YOUR OBJECTIVE:
Reproduce only the lines of the data below, starting at the line containing "Expected: a point inside each instance of the pale" and ending at the line containing "point(466, 537)". Swap "overcast" for "cloudy" throughout and leave everything else unchanged.

Stored data entries:

▬▬▬▬▬▬

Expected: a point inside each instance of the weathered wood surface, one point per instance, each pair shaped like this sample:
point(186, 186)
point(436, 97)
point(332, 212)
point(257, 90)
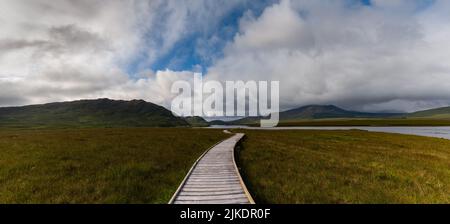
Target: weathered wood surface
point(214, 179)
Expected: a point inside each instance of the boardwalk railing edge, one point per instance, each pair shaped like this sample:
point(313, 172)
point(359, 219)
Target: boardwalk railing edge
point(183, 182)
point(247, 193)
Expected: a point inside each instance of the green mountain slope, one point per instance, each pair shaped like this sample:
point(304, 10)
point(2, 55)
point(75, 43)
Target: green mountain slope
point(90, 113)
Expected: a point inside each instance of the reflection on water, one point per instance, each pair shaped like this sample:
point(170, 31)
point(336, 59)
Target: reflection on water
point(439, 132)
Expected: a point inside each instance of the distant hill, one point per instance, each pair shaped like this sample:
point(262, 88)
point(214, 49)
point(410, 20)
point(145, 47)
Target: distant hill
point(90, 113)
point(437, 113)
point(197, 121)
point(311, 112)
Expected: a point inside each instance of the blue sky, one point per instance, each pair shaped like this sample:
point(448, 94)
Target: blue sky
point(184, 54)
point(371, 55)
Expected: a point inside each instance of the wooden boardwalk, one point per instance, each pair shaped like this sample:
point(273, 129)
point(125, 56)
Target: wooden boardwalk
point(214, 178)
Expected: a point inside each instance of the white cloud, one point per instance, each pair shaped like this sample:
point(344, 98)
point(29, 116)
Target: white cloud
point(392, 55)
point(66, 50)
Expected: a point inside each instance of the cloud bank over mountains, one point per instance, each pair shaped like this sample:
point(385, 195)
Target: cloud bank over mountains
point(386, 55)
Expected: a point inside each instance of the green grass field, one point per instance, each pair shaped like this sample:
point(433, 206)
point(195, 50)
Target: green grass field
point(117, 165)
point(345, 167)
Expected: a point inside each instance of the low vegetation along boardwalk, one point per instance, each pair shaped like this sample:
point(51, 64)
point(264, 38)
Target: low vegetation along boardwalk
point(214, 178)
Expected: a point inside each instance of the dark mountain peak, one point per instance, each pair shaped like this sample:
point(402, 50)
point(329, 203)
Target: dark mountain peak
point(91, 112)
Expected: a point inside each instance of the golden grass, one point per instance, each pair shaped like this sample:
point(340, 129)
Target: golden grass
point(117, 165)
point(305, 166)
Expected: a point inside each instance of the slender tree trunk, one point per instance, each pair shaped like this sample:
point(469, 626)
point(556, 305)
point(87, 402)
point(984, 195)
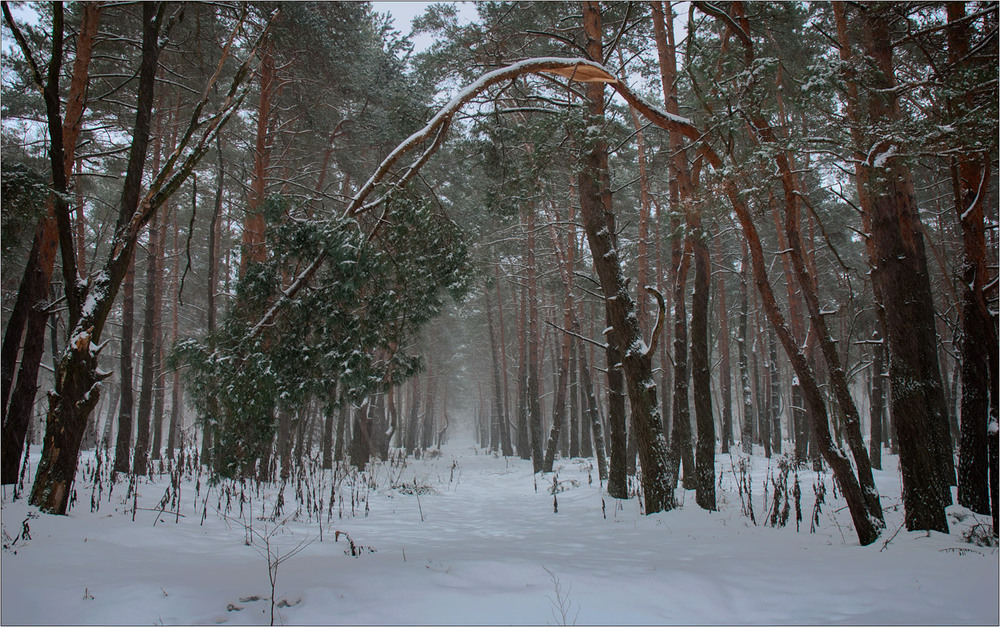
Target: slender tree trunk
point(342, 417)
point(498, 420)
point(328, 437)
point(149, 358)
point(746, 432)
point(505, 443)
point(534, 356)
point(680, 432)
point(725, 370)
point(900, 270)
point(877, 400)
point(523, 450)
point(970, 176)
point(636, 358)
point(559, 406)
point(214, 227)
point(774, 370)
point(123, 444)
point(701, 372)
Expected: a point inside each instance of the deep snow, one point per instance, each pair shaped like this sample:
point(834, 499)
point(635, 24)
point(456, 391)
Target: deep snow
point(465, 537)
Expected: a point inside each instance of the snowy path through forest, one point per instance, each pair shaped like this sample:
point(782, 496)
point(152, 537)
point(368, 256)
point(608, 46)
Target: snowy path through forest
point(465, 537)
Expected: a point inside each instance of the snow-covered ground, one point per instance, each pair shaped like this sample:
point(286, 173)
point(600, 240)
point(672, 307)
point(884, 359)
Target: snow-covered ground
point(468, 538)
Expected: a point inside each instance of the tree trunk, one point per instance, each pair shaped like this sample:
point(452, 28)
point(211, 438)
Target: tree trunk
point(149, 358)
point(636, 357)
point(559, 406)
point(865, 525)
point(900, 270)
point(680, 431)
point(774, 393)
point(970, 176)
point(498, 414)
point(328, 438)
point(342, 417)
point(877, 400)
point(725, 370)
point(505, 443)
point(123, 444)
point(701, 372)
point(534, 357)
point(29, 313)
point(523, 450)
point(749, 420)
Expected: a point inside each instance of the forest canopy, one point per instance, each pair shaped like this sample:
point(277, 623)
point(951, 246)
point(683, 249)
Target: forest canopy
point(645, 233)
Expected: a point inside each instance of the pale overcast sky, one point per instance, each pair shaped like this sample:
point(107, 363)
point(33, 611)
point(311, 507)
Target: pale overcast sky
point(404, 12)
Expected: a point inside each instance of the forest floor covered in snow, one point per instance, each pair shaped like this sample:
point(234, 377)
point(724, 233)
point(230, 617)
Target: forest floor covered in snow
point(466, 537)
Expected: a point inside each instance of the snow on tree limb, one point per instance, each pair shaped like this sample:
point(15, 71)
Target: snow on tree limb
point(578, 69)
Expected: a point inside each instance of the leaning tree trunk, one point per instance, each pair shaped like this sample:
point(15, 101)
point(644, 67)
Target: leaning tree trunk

▬▬▬▬▬▬

THE ANSWER:
Expected: a point inside each instance of the pale cloudy sky, one point per instance, each pair shaped like this sample:
point(107, 363)
point(33, 611)
point(311, 507)
Target: pale cloudy sky
point(404, 12)
Expected: a point inside each instance of the forest floor covered in snow, one point per instance, each pair shaped like this sample:
point(234, 377)
point(724, 233)
point(230, 617)
Target: forest floor covered in snow
point(466, 537)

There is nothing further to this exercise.